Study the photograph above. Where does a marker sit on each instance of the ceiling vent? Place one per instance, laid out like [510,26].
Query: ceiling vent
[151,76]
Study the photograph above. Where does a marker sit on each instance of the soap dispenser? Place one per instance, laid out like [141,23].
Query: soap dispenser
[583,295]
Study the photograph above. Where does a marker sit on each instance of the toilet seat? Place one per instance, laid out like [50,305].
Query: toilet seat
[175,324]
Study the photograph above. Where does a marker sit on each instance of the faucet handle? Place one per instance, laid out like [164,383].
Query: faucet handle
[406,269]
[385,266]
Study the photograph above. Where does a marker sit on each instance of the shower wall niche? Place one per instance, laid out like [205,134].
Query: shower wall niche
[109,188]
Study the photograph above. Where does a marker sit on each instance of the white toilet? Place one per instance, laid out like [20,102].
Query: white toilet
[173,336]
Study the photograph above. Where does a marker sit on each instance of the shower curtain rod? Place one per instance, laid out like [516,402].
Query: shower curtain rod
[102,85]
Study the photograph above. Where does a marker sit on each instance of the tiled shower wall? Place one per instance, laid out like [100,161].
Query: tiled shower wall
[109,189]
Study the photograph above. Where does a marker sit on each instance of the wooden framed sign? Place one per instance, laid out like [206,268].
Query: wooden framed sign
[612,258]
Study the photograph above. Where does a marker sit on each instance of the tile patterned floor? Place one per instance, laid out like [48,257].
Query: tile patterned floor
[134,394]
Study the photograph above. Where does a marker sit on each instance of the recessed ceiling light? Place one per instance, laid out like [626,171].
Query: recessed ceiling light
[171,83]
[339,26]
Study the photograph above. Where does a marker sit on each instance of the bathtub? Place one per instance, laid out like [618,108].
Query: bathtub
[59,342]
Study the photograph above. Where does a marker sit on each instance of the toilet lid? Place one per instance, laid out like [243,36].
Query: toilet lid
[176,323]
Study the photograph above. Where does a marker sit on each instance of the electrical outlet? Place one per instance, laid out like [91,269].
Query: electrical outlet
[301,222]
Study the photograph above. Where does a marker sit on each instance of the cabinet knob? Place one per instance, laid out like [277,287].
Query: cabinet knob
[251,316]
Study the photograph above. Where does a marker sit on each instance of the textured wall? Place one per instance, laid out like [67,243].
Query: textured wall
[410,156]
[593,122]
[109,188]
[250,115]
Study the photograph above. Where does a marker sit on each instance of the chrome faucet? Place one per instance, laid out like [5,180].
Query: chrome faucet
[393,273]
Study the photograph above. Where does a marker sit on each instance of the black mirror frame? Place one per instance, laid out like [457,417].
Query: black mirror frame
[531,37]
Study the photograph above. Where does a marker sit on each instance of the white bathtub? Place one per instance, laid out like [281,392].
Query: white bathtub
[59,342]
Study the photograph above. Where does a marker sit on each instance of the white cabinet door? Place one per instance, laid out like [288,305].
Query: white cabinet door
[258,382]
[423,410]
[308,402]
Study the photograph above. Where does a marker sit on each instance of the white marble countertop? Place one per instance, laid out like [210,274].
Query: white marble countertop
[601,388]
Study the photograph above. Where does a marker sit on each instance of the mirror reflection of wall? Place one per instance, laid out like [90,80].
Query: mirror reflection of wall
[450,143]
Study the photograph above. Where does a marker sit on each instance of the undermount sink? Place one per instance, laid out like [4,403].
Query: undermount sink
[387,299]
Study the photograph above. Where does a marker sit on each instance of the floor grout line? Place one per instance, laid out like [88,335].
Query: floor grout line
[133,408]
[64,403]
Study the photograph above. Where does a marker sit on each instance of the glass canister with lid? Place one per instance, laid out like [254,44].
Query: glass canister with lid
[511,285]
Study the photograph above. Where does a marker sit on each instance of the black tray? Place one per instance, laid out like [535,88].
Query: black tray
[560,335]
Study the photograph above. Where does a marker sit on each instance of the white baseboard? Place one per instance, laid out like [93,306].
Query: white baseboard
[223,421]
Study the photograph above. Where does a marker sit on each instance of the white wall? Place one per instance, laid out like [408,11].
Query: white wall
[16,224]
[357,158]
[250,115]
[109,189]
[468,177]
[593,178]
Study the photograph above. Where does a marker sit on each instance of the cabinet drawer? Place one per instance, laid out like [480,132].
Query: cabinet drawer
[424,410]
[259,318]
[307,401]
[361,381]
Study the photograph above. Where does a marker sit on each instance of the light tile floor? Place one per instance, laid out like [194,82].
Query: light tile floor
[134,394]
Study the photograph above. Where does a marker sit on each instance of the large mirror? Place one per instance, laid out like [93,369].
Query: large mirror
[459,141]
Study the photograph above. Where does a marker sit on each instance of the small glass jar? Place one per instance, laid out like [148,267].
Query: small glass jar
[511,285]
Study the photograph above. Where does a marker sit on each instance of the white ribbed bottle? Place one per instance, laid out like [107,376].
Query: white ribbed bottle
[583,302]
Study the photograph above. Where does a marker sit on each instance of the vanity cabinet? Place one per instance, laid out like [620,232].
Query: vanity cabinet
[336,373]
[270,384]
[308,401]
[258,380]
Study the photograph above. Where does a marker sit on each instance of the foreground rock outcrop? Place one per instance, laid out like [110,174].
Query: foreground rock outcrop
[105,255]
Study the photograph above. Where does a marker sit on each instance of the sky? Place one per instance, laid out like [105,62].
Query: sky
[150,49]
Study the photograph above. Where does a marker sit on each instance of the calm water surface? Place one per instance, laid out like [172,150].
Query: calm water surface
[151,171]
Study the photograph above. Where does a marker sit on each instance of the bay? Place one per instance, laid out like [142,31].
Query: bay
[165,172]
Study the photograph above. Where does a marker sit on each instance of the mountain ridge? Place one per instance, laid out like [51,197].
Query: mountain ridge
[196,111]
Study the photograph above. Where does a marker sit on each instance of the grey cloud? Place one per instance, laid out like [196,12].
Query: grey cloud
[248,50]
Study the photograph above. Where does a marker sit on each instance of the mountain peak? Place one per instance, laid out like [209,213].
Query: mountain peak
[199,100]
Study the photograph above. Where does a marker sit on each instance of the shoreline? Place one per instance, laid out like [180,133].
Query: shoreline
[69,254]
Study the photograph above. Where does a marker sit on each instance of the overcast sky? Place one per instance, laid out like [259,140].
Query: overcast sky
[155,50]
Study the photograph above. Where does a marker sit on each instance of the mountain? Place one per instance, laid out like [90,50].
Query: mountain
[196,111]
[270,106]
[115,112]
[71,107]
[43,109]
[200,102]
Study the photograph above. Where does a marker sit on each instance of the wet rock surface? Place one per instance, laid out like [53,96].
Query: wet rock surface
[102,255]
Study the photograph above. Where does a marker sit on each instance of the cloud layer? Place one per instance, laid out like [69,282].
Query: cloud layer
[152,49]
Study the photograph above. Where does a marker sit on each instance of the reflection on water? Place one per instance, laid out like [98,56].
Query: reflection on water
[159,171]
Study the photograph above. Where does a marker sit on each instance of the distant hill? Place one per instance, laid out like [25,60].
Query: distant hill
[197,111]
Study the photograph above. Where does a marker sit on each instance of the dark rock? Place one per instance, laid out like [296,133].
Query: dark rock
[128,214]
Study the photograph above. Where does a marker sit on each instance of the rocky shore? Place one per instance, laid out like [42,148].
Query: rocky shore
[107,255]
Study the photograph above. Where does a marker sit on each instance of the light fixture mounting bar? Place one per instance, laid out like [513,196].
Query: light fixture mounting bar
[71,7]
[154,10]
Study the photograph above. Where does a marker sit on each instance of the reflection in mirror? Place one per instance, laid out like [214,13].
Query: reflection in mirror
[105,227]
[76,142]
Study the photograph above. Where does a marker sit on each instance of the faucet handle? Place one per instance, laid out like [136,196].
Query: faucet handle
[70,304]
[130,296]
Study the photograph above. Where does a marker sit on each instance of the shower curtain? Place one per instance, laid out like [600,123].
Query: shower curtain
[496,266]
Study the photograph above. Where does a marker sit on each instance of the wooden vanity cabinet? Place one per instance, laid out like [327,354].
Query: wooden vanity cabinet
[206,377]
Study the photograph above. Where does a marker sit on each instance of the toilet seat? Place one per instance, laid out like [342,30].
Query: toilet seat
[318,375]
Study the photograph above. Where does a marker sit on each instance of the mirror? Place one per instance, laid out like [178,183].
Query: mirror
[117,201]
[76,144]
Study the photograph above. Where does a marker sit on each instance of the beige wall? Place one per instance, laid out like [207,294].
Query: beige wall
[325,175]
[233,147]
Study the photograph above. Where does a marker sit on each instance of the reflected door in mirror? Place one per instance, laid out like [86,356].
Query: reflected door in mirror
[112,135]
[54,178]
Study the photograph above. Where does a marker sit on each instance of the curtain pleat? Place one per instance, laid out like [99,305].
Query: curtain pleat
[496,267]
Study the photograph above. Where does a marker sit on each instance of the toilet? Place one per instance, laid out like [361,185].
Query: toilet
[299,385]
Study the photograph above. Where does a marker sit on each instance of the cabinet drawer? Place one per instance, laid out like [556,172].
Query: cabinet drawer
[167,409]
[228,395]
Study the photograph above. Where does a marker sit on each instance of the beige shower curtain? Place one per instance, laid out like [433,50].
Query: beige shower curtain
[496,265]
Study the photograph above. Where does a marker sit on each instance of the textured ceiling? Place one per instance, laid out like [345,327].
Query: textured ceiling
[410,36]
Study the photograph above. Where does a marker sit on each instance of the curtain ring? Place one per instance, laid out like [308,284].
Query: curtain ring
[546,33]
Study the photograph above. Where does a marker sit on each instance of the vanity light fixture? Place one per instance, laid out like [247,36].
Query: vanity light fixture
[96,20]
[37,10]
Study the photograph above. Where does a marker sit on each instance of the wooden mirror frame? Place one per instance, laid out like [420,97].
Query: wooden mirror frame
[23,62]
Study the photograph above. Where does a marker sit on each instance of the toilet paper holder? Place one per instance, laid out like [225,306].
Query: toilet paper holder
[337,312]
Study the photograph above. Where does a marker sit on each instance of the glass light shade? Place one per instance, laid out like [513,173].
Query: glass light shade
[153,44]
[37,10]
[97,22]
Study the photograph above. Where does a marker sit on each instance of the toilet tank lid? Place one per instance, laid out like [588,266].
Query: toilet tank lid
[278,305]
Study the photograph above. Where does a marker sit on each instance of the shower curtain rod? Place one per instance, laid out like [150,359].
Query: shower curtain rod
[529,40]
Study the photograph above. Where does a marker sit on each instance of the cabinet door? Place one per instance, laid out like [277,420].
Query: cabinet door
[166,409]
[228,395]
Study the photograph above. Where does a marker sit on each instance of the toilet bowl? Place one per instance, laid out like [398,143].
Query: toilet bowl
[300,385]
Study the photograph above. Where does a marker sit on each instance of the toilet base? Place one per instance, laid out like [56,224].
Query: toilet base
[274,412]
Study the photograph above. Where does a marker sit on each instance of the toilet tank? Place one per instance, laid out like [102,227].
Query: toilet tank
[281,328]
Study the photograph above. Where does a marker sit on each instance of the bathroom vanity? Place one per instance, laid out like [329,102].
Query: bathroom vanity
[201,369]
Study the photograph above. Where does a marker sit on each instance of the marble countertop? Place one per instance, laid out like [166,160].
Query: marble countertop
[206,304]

Exercise prompt - Extract, unchanged, the closing run of lines that opens with the line containing "out like [513,173]." and ends with the last line.

Answer to this problem -
Study the photograph above. Where does a marker sit on each instance of the glass light shade? Place one per instance, laid out like [513,173].
Query: glass light shade
[153,44]
[37,10]
[97,22]
Study the photograph above. Where does a marker sit on each instance of the toilet tank lid? Place one per instance, laid out like [588,266].
Query: toilet tank lid
[278,305]
Study the photograph above. Where does a marker sit on each instance of the shower curtain rod? Place one per instance, laid out like [150,359].
Query: shower curtain rod
[529,40]
Study the photograph above. Where does a marker sit on each instance of the cabinet door? Place one per instance, laid out like [277,420].
Query: cabinet door
[166,409]
[228,395]
Study the photograph above. Where does a marker sit on each instance of the toilet bowl? Place one per instance, laid out like [398,143].
Query: toilet bowl
[300,385]
Study the photograph above. Where does a marker sit on each instance of the toilet base? Place one per instance, laid out like [56,224].
Query: toilet base
[274,412]
Study the photograph above. Where does a marker sit on each instance of the toilet tank? Place one per instance, laid out like [102,227].
Query: toilet tank
[281,328]
Study the photograph above. Where does a marker sit on each instance of the bathroom vanity? Place one per instance, laid out like [329,102].
Query: bathroom vanity
[201,369]
Study the photograph above. Where does a marker sit on each instance of the marble countertop? Place one per instance, laid out like [166,160].
Query: marble countertop
[206,304]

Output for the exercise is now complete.